--- Begin ---
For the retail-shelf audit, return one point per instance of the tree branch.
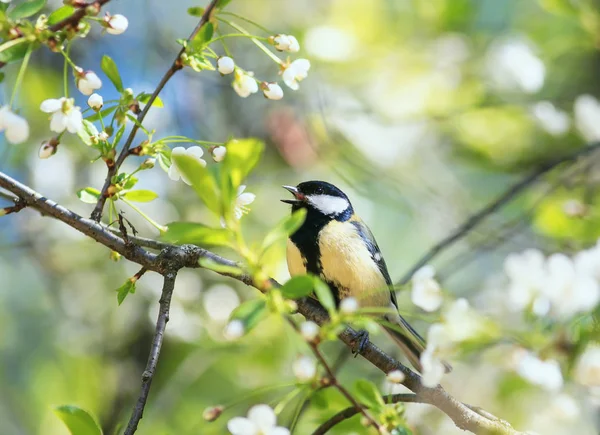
(175, 66)
(492, 207)
(147, 376)
(353, 410)
(173, 258)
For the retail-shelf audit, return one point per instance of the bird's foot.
(360, 342)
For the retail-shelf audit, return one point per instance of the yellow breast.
(346, 262)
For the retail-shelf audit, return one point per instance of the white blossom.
(305, 368)
(225, 65)
(396, 377)
(15, 127)
(95, 101)
(426, 292)
(513, 65)
(545, 373)
(218, 153)
(244, 85)
(587, 369)
(234, 330)
(242, 200)
(116, 24)
(47, 150)
(87, 81)
(309, 330)
(65, 115)
(261, 420)
(554, 121)
(587, 117)
(286, 43)
(295, 73)
(348, 305)
(272, 91)
(196, 152)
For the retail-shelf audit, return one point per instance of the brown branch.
(175, 66)
(510, 194)
(353, 410)
(148, 374)
(173, 258)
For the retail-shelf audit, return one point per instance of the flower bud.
(96, 102)
(225, 65)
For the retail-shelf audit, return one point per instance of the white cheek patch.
(329, 205)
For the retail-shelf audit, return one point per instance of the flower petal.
(262, 416)
(242, 426)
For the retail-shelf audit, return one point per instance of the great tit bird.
(336, 245)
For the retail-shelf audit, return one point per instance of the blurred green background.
(421, 110)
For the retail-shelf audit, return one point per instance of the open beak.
(298, 197)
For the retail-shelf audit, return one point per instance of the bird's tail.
(411, 343)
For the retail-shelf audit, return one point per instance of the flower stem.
(21, 74)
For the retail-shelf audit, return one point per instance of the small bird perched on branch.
(334, 244)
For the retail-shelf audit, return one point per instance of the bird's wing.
(369, 239)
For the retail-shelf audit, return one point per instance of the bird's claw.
(360, 342)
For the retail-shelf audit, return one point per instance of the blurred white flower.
(65, 115)
(286, 43)
(587, 117)
(587, 369)
(305, 368)
(272, 91)
(47, 150)
(546, 373)
(348, 305)
(15, 127)
(196, 152)
(554, 121)
(234, 330)
(295, 73)
(225, 65)
(218, 153)
(116, 24)
(87, 81)
(242, 201)
(309, 330)
(396, 377)
(512, 65)
(96, 101)
(244, 85)
(426, 292)
(261, 420)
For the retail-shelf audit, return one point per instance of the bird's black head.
(320, 198)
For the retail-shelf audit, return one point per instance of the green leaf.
(285, 228)
(124, 290)
(226, 269)
(112, 72)
(368, 394)
(324, 295)
(96, 116)
(140, 195)
(242, 156)
(26, 9)
(78, 421)
(198, 234)
(145, 97)
(250, 312)
(298, 287)
(60, 14)
(202, 180)
(89, 195)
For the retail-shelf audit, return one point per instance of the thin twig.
(175, 66)
(352, 411)
(148, 375)
(492, 207)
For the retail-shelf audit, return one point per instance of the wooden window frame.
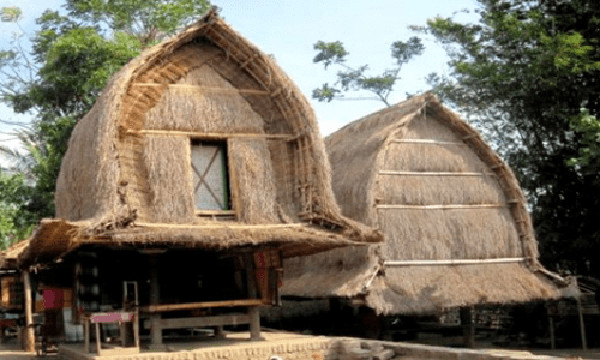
(225, 146)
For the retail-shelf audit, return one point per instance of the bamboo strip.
(453, 261)
(203, 304)
(208, 135)
(442, 207)
(217, 226)
(207, 88)
(214, 212)
(427, 141)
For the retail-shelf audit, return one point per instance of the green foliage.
(356, 78)
(329, 52)
(15, 221)
(524, 73)
(10, 14)
(144, 18)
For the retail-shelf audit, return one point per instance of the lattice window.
(211, 181)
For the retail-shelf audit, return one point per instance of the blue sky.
(287, 29)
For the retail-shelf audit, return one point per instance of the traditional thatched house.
(199, 167)
(456, 227)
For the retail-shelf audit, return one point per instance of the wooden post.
(155, 327)
(466, 319)
(29, 343)
(252, 294)
(581, 323)
(552, 342)
(86, 335)
(98, 340)
(136, 330)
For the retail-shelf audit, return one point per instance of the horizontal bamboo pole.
(453, 261)
(206, 88)
(217, 226)
(214, 212)
(428, 141)
(200, 305)
(208, 135)
(417, 173)
(442, 207)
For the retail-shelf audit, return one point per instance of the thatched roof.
(456, 227)
(127, 163)
(9, 257)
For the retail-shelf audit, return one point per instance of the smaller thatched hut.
(455, 221)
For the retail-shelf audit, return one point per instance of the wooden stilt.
(155, 327)
(552, 343)
(29, 343)
(98, 340)
(86, 335)
(466, 319)
(254, 323)
(581, 323)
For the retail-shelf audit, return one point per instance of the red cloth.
(53, 298)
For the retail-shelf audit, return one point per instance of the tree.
(529, 75)
(73, 57)
(355, 78)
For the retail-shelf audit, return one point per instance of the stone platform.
(291, 346)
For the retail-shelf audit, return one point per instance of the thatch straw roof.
(9, 257)
(128, 160)
(456, 227)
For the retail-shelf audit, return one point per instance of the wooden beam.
(209, 135)
(418, 173)
(181, 323)
(453, 261)
(201, 88)
(214, 212)
(428, 141)
(200, 305)
(441, 207)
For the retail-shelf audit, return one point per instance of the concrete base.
(300, 347)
--- End ---
The task: Rewrite all of the entries above, putting "store inventory check" wherever "retail-shelf audit" appears and changing nothing else. Leave out the pictures.

Answer:
For the store inventory check, return one point per instance of the tree branch.
(175, 66)
(492, 207)
(147, 376)
(353, 410)
(173, 258)
For the store inventory check, return one point per instance of the bird's foot.
(360, 342)
For the store inventory check, return one point per instance of the yellow breast.
(346, 262)
For the store inventory check, return one point per instance of the white blossom.
(305, 368)
(225, 65)
(396, 377)
(15, 127)
(95, 101)
(426, 292)
(513, 65)
(545, 373)
(218, 153)
(244, 85)
(587, 369)
(234, 330)
(242, 200)
(116, 24)
(47, 150)
(87, 81)
(309, 330)
(65, 115)
(261, 420)
(554, 121)
(587, 117)
(286, 43)
(295, 73)
(348, 305)
(272, 91)
(196, 152)
For the store inventory check, return one point per instance of the brown branch.
(175, 66)
(510, 194)
(353, 410)
(148, 374)
(173, 258)
For the store inventory check, return one point per instance of the flower bud.
(96, 102)
(225, 65)
For the store inventory check, return one point per instance of the white cheek patch.
(329, 205)
For the store inventory check, return one point per instance of the flower petal.
(262, 416)
(242, 426)
For the store inventory check, return one point per instance of the great tit bird.
(336, 245)
For the store inventory check, return one point per instance of the blurred green background.
(421, 110)
For the store inventory check, return one point per instance of the open beak.
(298, 197)
For the store inventory check, return one point per instance of the bird's tail.
(411, 343)
For the store inventory check, return one point per instance of the flower stem.
(21, 74)
For the store inventory check, return one point per instance of the small bird perched on branch.
(334, 244)
For the store inventory check, return one point per instance of the bird's wing.
(369, 239)
For the store inventory check, return one point per instance of the bird's claw.
(360, 342)
For the store inventory check, return one point per instance of the blurred white flower.
(65, 115)
(286, 43)
(587, 117)
(587, 369)
(305, 368)
(272, 91)
(47, 150)
(546, 373)
(348, 305)
(15, 127)
(196, 152)
(554, 121)
(234, 330)
(295, 73)
(225, 65)
(218, 153)
(116, 24)
(87, 81)
(242, 201)
(309, 330)
(396, 377)
(512, 65)
(96, 101)
(244, 85)
(426, 292)
(261, 420)
For the store inventory check, return one point per instance of the bird's black head.
(320, 198)
For the store inventory check, return one point per instance of the green leaf.
(285, 228)
(124, 290)
(226, 269)
(112, 72)
(368, 394)
(324, 295)
(96, 116)
(140, 195)
(242, 156)
(26, 9)
(78, 421)
(198, 234)
(145, 97)
(250, 312)
(298, 287)
(60, 14)
(202, 180)
(89, 195)
For the store inventory check, return one point per instance of the thin twig.
(175, 66)
(352, 411)
(148, 375)
(492, 207)
For the store inventory check, return one point per instance of the wooden window frame.
(225, 146)
For the store inventory check, return one point per instance of the bamboo strip.
(453, 261)
(203, 304)
(208, 135)
(442, 207)
(217, 226)
(207, 88)
(214, 212)
(427, 141)
For the store inventory check, return one point per instance of the green foliage.
(356, 78)
(329, 52)
(15, 221)
(524, 73)
(10, 14)
(144, 18)
For the store inventory check, return one point per instance of the lattice window.
(211, 181)
For the store inventory check, return one point per instance of the blue sky.
(287, 29)
For the store inventory check, return one point per instance of the traditional thatched house.
(199, 167)
(456, 227)
For the store inventory check, return one point per instance of the wooden post.
(155, 327)
(466, 319)
(29, 343)
(252, 294)
(581, 323)
(552, 342)
(86, 335)
(98, 340)
(136, 330)
For the store inventory check, return one point per instance of the horizontal bamboo pole.
(453, 261)
(206, 88)
(217, 226)
(214, 212)
(428, 141)
(200, 305)
(208, 135)
(417, 173)
(442, 207)
For the store inventory check, return one point per instance of the thatched roof.
(456, 227)
(127, 163)
(9, 257)
For the store inventory check, return one point per instance of the smaller thatched hut.
(455, 221)
For the store inventory check, return one point per instance of the wooden stilt.
(155, 327)
(552, 343)
(29, 343)
(98, 340)
(86, 335)
(466, 319)
(254, 323)
(581, 323)
For the store inventory check, return one point per instance of the red cloth.
(53, 298)
For the store inventory check, return one point per instance of the tree.
(529, 75)
(73, 57)
(355, 78)
For the store inventory check, return one point per instance of the stone platform.
(291, 346)
For the store inventory check, return one point per instance of the thatch straw roof.
(9, 257)
(128, 160)
(456, 227)
For the store inventory check, return one point per instance of the wooden beam.
(209, 135)
(418, 173)
(181, 323)
(453, 261)
(201, 88)
(214, 212)
(428, 141)
(200, 305)
(441, 207)
For the store inventory check, return one point per instance of the concrete base.
(300, 347)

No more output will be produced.